TEXT PASSAGE:
|---|
# Sage Oracle one cup single wall basket



## Leigh (Jan 14, 2015)

Morning,

I've just noticed that sage are now selling single baskets as well as the double that come with the machine new and wondered if anybody has experienced using one specifically with an Oracle and maybe give some feedback on your results? It normally doses around the 22g mark +- 1g with the standard double basket.

I'm guessing that it would dose less and cut out grinding as it registers pressure with its auto tamp mechanism ?

kind regards

Leigh


----------



## ronsil (Mar 8, 2012)

As with most espresso machines the 1 cup basket rarely works as well as the double spout.

I know circa 22/22.5 grams for the double is a big dose but you need to get used to using this quantity if you are seeking best quality results on the Oracle.


----------



## Leigh (Jan 14, 2015)

Hi Ron,

It does seem a big dose at 22g but I do get fantastic results with it, I just wondered if anybody had gone down this route of trying a single basket and was interested in hearing what results had been achieved. I've had my Oracle 2 years now and really do like the machine and it's features. I see your a fan of Raves Columbian Suarez! To date this is one of my favourite every day beans, what recipes do you use with Suarez?


----------



## Jinsin456 (Sep 12, 2017)

I got the single basket included with my Oracle. I've used it a couple of times and it does dose less and stop auto tamp etc just fine.

Seemed to make a decent espresso albeit not very much of it due to it only being a single shot.

I'm sure I've read somewhere that if you bought an Oracle before they came with them that they will send you a free one as they were released after the original Oracle was already out. Have a look and see, I don't think I dreamt that lol.


----------



## Olek (Aug 21, 2019)

As I am thinking of using a rounded tamper with ny 1 cup basket, I do test putting my backflush basket under the tamper.

A bit more pressure in the middle then.

No decisive answer but I know some use a specific tamper when less than 8.5g are used.


----------



## ajohn (Sep 23, 2017)

I found it's more or less impossible to get a correct fill in it. I'm not the only one either, It's either over fill or finish up with the tamper pressing on the basket rather than the grinds.

I replaced it with a Fracino single which leaves some scope for variation. Any make of 7g single is likely to be ok and will hold more on a Sage.

Not much use for me but may be at some point especially with mandheling which I do use now and again. I mostly use a Fracino 12g, 13 to 14g on a sage. Maybe 12 too, not tried but at some point pucks go very sludgy with low fills.
|---|
GIVEN MATERIAL:
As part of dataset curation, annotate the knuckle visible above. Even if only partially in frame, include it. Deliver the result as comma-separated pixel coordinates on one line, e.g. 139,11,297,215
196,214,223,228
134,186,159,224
|---|
GIVEN INSTRUCTION:
Carry on the forum thread about using a single basket with the Sage Oracle from the point where it stops. The listing isn't needed for this.

EXERCISE ANSWER:
Some people under fill baskets such as trying to use a 6g commercial basket at that weight by using an undersized tamper. I'm not going to even try it as it's bound to leave a mess in the filter basket. I mention this to some one who went ahead with the idea and yes it left a mess in the basket.

John

-


----------



## Olek (Aug 21, 2019)

You can use an undersized tamper,not too small, then tamp the external with your usual one.

But I was surprised the puck did keep its shape with 7-8 g (not weighted) I used the underside of a 1 cup basket to tamp the center. Tested hardness with a finger, finished with my normal tamper and the backflush basket under it.

24 gr extracted in 23 secs and the puck did keep its cupped shape I will make pics in a moment.

Start of extraction very generous, in color ,blending at 23 sec... a nice strength for that 1:3.5 ratio.

I was looking for a solution as the ramp of pressure is slow as I extract,beginning low. And the effect on the puck is that it is fragilized. More than when full pressure is pushing on it soon,seem to me.

I think the modern design of 1 cup baskets slants is done so that when a flat tamper is used the pressure is directed toward the center .

The one I use is Ascaso 7 to 9g, and the "walls" are rounded (not hollow,the opposite) that makes little pressure in the middle as it is stopped from pushing in the middle of the wall I think.

The goal is to use small quantities to make not very strong ristretto or coffe to add milk in it.

If I want a more ideal coffe zi need to take a 2cups basket (with the ones I have actually)

One cup basket seem to be soon over filled,I find no good way to use the edges of the basket as a measure, or it works when the grind is fluffy enough ( shakes with the dosing cup covering it ,as it can be done with the Niche steel cup)


----------



## ajohn (Sep 23, 2017)

LOL I wont be going that way Olek what ever you show me. I have thing about pucks and also find that doing just about anything with the grinds can change taste as well.

MrBoots often says something like we don't make pucks we make drinks.  I make both and have certain expectations in both areas.

Others work differently and try all sorts. I've been working at my Monsooned Malabar for the best part of 2 years now. Each time I use a different grinder = more work. That's enough for me.

I'd also respectably suggest you forget about blonding and work through a range of ratios on any bean you try. That may even mean changes of weight as well.

John

-


----------



## Olek (Aug 21, 2019)

This was definitively a good idea

Dry pucks . Good taste . Here 22g for 9g

I will try without the distribution tool too.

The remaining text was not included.